CHECK YOUR UNDERSTANDING
a. Reproduce the part of the article on Italy's ChatGPT ban that opens with the words containing "Italy Blocks Artificial" and closes with "on data privacy.".
b. Resume the article on Italy's ChatGPT ban from the point where it stops.

─── DOCUMENT SEGMENT

Italy Blocks Artificial Intelligence Bot ChatGPT over Privacy Concerns

In this photo illustration a ChatGPT logo seen displayed on a smartphone screen and a flag
Nikolas Kokovlis/NurPhoto via Getty Images

The Italian government’s data protection agency has announced that the artificial intelligence bot ChatGPT will be banned from the country until it complies with regulations on data privacy.

Italy’s Guarantor for the Protection of Personal Data announced on Friday that OpenAI, the Silicon Valley tech company behind the ChatGPT software application used to simulate and process human-like conversations, will be temporarily banned from accessing Italian user data through which it develops its algorithms and machine learning until it complies with privacy regulations.

The regulator went on to say that it has opened up an investigation in response to an alleged data breach “regarding user conversations and information related to the payment of subscribers to the paid service.”

OpenAI was accused by the Privacy Guarantor of a lack of transparency to its users and other interested parties in terms of the data collects, and claimed that there is no legal justification for the program to sweep up massive swaths of data from the internet in order for its algorithm to be trained to mimic human responses to prompts.

In addition, the Italian regulators said that the tech company has contravened its own terms of service for ChatGPT, in that while the service is directed towards those over the age of 13-years-old, there are no age verification filters to prevent young children from accessing the programme.

──────
─── DATA UNDER STUDY

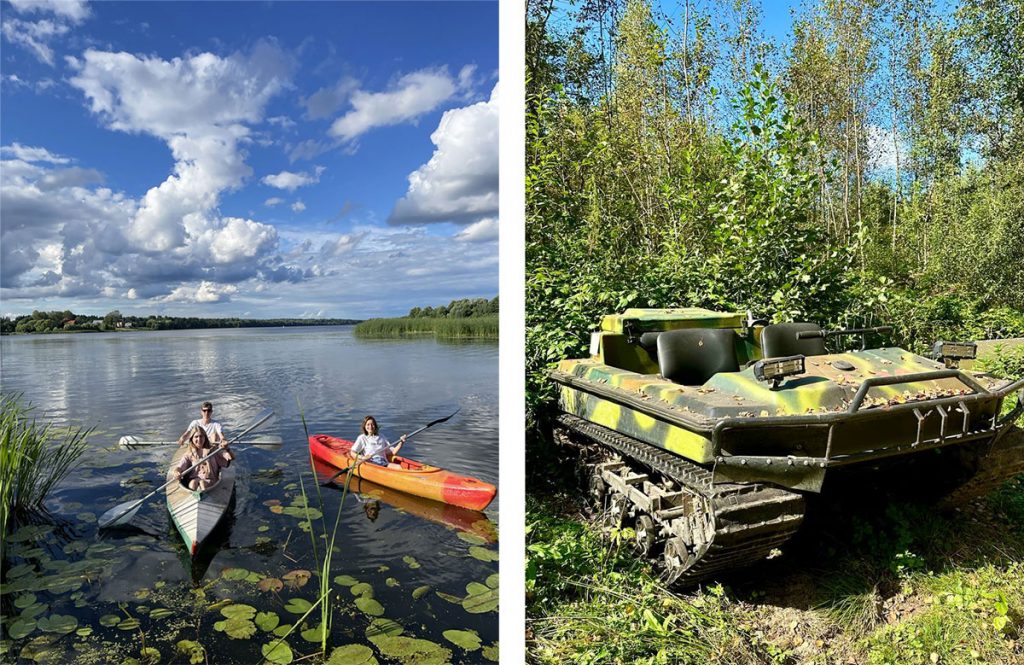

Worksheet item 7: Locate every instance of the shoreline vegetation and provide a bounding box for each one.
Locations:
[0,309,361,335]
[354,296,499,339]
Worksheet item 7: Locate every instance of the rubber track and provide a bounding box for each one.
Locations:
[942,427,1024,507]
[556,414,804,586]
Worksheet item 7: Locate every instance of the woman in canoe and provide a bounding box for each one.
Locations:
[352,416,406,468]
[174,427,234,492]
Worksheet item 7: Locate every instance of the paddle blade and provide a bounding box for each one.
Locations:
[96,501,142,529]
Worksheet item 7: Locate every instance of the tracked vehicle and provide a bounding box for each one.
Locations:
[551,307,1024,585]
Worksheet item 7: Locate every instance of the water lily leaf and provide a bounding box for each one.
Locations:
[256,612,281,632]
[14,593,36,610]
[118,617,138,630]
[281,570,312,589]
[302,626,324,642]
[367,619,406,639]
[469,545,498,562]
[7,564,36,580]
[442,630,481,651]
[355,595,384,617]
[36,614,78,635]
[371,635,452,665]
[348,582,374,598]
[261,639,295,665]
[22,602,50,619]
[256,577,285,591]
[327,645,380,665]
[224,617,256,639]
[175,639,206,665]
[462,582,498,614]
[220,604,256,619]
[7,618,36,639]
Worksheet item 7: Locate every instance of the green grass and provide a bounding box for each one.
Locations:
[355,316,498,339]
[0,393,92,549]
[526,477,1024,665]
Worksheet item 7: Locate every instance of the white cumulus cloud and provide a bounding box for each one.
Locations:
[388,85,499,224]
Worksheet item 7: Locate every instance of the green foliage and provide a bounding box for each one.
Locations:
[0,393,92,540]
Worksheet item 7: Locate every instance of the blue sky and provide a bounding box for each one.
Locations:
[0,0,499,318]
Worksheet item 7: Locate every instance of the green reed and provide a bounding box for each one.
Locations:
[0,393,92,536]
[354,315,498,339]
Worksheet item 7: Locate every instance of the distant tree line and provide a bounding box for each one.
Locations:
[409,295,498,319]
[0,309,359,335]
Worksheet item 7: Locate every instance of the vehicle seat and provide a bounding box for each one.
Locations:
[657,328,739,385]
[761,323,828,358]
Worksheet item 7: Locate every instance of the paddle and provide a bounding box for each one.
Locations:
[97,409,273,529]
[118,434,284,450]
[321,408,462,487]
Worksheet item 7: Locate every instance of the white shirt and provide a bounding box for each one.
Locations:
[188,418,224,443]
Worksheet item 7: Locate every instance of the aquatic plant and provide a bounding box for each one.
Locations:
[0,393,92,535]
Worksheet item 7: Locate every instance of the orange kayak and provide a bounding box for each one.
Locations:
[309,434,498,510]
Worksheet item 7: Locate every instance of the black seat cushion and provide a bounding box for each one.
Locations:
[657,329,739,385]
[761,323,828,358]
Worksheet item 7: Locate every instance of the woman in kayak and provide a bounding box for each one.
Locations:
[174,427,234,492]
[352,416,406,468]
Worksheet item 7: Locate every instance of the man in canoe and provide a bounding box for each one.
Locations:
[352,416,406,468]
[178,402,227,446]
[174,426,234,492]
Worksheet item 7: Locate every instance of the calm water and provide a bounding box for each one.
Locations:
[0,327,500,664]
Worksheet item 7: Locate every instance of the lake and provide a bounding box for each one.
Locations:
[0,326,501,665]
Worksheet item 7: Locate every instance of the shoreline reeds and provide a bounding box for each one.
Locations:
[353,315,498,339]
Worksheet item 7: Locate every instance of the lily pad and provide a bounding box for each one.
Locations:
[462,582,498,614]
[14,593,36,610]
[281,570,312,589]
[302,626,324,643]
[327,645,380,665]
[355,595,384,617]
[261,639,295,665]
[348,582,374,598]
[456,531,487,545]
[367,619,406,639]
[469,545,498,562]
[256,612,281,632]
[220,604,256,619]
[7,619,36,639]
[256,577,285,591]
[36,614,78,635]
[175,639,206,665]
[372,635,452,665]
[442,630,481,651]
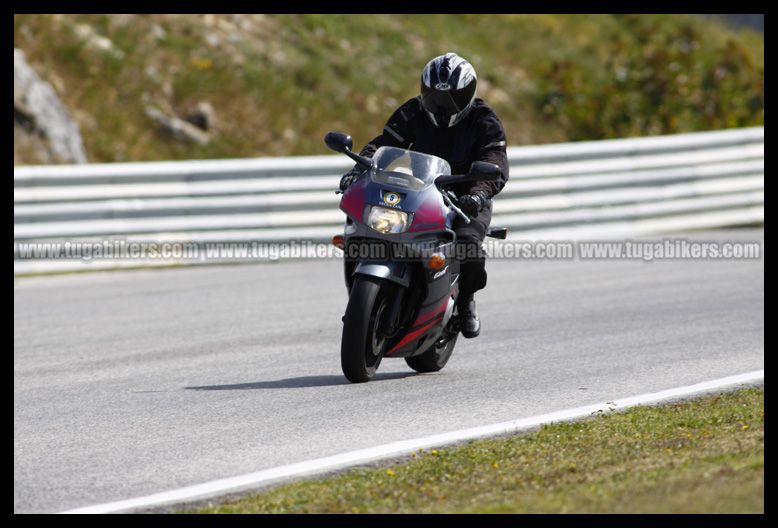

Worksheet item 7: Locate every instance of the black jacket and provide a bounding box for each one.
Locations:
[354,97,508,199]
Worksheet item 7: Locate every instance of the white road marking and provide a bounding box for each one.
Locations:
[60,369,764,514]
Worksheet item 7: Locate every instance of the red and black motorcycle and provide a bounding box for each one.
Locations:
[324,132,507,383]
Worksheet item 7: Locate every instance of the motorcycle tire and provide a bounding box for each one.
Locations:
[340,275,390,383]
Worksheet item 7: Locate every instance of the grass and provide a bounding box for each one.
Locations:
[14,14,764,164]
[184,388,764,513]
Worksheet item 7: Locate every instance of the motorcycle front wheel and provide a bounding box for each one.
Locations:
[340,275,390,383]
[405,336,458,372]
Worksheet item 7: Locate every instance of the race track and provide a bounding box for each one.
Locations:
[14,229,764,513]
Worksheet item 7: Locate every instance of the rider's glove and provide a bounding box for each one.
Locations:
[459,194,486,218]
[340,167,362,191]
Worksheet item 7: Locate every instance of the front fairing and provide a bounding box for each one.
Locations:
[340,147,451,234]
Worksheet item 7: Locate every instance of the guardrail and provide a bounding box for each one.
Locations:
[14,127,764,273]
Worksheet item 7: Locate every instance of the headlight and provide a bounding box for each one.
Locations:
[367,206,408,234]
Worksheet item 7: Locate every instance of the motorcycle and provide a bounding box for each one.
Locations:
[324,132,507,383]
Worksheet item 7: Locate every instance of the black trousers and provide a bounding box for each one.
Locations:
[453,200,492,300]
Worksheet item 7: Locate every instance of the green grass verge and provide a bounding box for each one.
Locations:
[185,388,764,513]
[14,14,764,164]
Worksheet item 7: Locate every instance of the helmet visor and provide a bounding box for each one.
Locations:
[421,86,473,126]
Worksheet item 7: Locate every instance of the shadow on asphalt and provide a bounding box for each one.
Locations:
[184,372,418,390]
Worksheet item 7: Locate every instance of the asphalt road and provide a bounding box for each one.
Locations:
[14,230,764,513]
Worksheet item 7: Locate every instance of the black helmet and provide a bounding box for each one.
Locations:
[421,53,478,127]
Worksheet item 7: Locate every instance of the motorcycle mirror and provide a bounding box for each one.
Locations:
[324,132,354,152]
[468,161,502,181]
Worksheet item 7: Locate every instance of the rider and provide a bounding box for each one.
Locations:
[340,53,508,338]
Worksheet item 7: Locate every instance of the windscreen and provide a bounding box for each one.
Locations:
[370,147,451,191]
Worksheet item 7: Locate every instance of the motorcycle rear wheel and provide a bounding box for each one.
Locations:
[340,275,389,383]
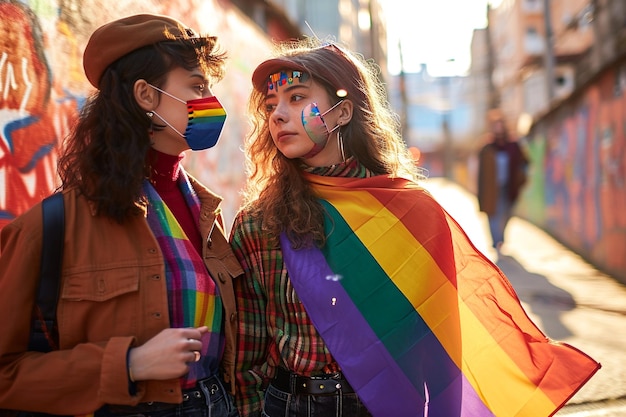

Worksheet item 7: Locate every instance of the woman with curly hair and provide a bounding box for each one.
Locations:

──────
─── DATA UNDER STUDY

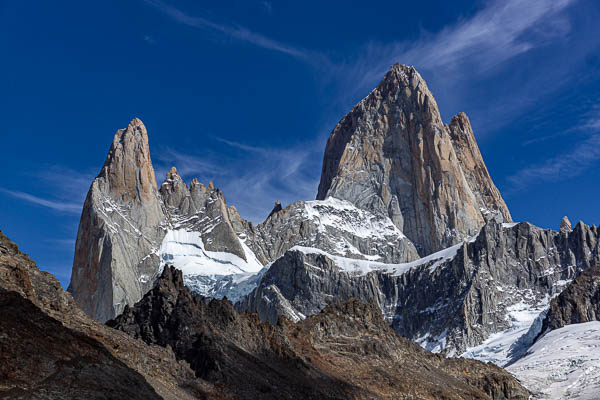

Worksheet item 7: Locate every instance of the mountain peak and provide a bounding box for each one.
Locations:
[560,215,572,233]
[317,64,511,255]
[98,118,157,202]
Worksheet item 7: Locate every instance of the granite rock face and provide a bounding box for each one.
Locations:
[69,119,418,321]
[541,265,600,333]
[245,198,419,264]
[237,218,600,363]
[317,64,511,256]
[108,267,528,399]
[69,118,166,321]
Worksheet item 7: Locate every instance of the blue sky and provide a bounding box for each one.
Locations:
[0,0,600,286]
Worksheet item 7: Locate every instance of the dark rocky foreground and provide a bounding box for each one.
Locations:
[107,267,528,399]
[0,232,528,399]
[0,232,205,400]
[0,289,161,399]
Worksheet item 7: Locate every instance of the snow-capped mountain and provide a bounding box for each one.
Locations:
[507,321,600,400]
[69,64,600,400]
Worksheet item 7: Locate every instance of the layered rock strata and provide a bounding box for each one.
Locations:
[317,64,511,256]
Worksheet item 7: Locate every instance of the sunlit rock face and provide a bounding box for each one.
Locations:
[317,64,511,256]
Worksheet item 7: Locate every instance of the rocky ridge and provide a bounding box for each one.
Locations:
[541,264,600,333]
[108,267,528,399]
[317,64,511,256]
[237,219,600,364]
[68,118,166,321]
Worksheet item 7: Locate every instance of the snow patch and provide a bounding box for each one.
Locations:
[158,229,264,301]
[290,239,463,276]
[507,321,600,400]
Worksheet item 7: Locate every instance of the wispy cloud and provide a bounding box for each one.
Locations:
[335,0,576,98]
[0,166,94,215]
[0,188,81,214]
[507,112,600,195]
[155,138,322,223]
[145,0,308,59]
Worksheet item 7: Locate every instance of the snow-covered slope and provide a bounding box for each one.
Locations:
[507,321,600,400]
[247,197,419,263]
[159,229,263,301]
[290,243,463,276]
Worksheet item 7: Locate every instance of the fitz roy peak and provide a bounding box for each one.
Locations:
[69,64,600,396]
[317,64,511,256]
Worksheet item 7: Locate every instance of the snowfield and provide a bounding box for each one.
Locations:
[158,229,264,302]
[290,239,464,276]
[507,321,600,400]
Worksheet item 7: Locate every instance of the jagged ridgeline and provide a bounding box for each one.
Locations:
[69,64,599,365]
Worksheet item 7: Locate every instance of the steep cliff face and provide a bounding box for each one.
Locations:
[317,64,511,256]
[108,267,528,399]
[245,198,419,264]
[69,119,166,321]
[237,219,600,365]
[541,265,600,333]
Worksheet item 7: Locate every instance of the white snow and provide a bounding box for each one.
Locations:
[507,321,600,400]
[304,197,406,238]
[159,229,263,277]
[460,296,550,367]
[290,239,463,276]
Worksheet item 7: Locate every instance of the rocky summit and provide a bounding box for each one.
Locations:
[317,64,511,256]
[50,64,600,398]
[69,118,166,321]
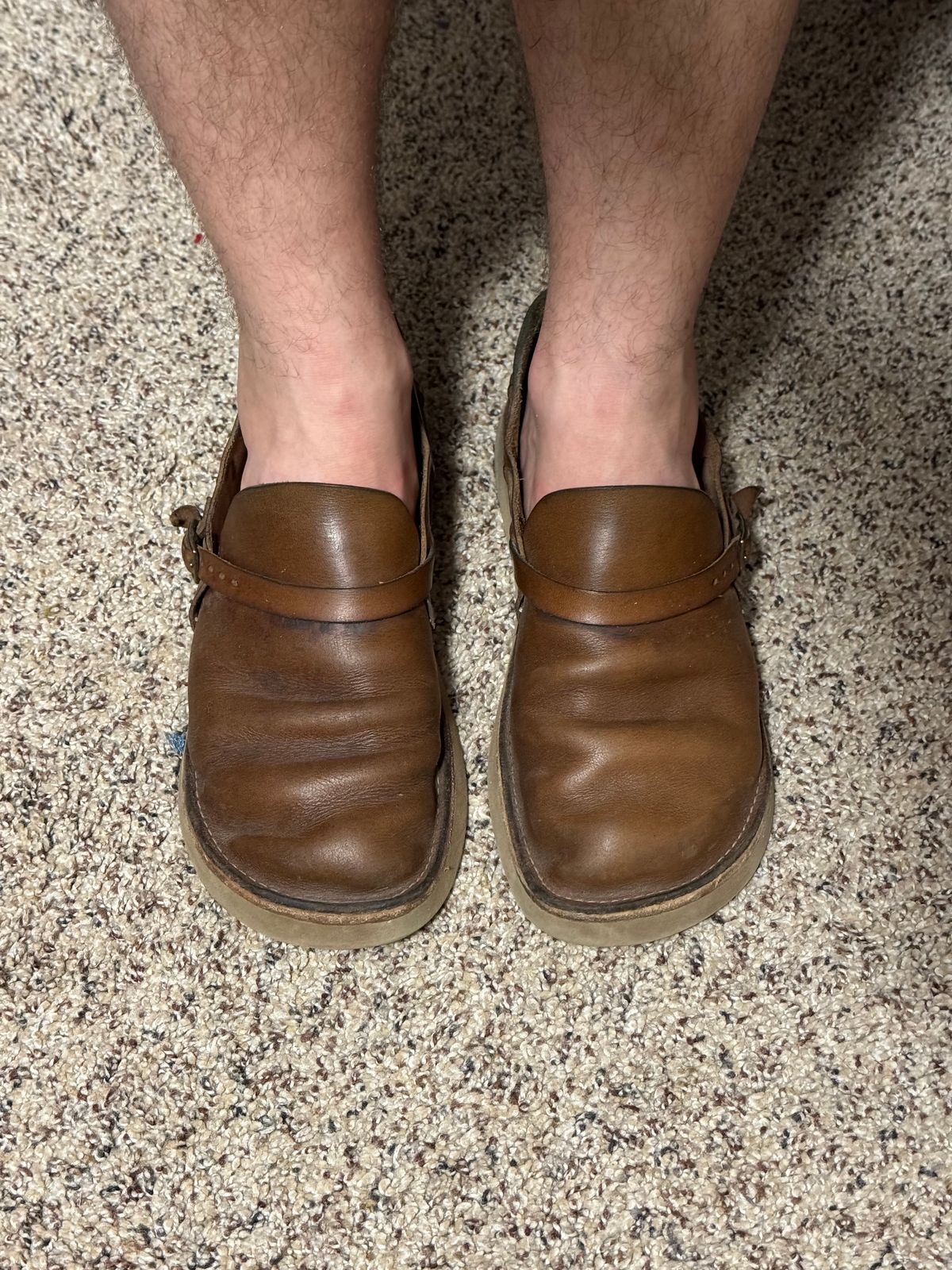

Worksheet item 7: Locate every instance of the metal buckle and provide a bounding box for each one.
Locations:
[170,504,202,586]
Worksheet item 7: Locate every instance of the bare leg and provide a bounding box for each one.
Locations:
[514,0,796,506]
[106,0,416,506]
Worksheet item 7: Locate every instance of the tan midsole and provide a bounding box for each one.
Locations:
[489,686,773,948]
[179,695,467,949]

──────

TASK RESULTS
a.
Italy Blocks Artificial Intelligence Bot ChatGPT over Privacy Concerns

In this photo illustration a ChatGPT logo seen displayed on a smartphone screen and a flag
Nikolas Kokovlis/NurPhoto via Getty Images

The Italian government’s data protection agency has announced that the artificial intelligence bot ChatGPT will be banned from the country until it complies with regulations on data privacy.

b.
ChatGPT provides “absolutely unsuitable answers with respect to their degree of development and self-awareness,” the privacy watchdog said of children using the AI bot.

The privacy regulator went on to demand that OpenAI “communicate within 20 days the measures undertaken” in order to come in compliance with regulations or risk facing a fine of 20 million euros or 4 per cent of its global turnover.

The move from the Italian government comes just days after a report from the European Union Agency for Law Enforcement Cooperation (Europol), which warned of potential criminal applications of the artificial intelligence application.

Europe warned that ChatGPT could be a potential boon to fraudsters, saying: “ChatGPT’s ability to draft highly realistic text makes it a useful tool for phishing purposes. The ability of LLMs to re-produce language patterns can be used to impersonate the style of speech of specific individuals or groups. This capability can be abused at scale to mislead potential victims into placing their trust in the hands of criminal actors.”

The European Union’s law enforcement agency went on to warn that because of its ability to produce “authentic sounding text at speed and scale” also makes it ideal for spreading propaganda and disinformation.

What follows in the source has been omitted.